Records drawn from a dataset:
───

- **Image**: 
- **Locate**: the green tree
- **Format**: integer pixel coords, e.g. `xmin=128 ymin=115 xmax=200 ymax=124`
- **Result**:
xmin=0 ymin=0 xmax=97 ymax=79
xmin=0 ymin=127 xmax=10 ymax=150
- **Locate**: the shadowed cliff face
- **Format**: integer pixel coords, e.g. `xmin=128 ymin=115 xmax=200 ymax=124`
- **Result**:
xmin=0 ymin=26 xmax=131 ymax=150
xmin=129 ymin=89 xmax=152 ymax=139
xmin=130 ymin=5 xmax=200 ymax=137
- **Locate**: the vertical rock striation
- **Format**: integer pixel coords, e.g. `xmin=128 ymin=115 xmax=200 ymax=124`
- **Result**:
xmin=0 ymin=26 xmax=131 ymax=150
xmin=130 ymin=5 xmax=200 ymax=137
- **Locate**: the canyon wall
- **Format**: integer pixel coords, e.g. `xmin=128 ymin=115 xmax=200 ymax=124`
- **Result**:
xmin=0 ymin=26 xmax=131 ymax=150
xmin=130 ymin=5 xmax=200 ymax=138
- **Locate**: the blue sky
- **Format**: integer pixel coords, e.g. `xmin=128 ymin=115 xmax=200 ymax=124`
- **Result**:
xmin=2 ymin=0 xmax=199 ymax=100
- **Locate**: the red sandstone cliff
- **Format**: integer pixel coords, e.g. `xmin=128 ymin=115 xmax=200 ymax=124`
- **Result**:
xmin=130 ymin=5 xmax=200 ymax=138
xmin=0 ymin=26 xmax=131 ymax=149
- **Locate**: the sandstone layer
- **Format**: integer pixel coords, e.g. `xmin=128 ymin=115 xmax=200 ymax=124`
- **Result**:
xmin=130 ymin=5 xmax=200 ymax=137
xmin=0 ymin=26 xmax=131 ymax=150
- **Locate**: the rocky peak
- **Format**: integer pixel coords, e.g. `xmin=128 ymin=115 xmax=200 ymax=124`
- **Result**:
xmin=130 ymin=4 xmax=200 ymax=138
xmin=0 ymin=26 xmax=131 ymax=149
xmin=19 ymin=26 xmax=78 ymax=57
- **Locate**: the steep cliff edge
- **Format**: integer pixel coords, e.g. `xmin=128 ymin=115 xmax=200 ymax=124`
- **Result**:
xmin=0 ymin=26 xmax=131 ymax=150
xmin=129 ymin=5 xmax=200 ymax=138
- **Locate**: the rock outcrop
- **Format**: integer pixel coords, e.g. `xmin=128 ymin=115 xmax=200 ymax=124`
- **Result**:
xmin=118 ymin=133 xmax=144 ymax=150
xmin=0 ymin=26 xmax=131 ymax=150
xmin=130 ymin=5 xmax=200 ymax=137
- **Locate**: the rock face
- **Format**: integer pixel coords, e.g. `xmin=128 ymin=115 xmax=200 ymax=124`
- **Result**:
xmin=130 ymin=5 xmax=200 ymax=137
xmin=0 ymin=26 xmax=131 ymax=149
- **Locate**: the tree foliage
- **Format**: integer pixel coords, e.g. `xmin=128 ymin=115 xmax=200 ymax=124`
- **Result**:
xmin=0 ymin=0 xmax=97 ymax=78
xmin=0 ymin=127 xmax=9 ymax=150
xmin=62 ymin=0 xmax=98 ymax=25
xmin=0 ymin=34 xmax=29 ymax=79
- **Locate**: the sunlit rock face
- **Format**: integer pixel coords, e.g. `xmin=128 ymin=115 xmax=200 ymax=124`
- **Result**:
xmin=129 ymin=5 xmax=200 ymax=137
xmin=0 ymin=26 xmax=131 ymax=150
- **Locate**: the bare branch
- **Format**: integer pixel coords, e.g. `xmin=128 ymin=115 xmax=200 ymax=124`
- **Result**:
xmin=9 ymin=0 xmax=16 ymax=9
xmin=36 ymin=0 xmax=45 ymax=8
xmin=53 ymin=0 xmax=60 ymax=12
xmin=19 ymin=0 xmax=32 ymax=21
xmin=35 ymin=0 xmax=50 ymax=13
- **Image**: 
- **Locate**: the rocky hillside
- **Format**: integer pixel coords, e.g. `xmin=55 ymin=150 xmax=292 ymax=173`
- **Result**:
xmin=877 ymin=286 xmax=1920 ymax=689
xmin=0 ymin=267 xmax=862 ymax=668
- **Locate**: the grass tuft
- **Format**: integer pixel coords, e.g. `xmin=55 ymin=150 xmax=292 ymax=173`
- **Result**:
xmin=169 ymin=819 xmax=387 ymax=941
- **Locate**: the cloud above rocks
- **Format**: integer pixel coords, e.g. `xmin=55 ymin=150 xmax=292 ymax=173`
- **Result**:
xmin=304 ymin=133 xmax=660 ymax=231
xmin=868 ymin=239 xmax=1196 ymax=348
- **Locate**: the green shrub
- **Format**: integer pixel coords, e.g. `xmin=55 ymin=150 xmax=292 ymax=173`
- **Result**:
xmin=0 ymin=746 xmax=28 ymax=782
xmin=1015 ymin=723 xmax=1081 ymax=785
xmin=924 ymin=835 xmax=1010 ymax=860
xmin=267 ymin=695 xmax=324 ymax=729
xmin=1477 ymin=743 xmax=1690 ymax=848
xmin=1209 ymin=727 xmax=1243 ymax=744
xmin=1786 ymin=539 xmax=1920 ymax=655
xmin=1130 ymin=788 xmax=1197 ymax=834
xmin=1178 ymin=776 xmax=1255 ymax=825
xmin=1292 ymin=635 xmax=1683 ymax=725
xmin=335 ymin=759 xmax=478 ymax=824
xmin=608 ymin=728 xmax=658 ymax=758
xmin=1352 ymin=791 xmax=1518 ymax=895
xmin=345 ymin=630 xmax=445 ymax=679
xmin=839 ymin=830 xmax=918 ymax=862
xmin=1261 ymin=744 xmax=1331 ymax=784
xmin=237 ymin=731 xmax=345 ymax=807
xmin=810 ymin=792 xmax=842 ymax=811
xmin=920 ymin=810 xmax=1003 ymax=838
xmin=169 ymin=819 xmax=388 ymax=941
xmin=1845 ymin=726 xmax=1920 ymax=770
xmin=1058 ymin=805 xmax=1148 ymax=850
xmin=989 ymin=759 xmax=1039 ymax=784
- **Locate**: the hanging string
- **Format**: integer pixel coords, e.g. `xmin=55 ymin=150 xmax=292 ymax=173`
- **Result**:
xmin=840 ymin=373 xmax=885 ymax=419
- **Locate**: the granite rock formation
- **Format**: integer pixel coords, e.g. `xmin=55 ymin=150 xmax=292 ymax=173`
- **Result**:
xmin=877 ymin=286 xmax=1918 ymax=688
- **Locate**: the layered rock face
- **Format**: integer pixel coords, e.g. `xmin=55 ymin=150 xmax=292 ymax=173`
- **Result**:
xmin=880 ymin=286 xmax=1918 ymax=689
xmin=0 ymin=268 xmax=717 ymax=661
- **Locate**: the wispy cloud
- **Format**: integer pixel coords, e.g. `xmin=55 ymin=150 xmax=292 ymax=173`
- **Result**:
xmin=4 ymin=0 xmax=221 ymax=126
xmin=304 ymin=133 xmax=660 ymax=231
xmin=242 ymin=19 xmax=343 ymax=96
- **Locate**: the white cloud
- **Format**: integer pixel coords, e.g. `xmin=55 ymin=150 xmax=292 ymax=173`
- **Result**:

───

Exercise directions: Filter the entries down to the lines that hold "cliff". Copy those lines.

Task solution:
- **Locate**: the shadowed cliff face
- **Locate**: the red sandstone cliff
- **Locate**: the steep cliff edge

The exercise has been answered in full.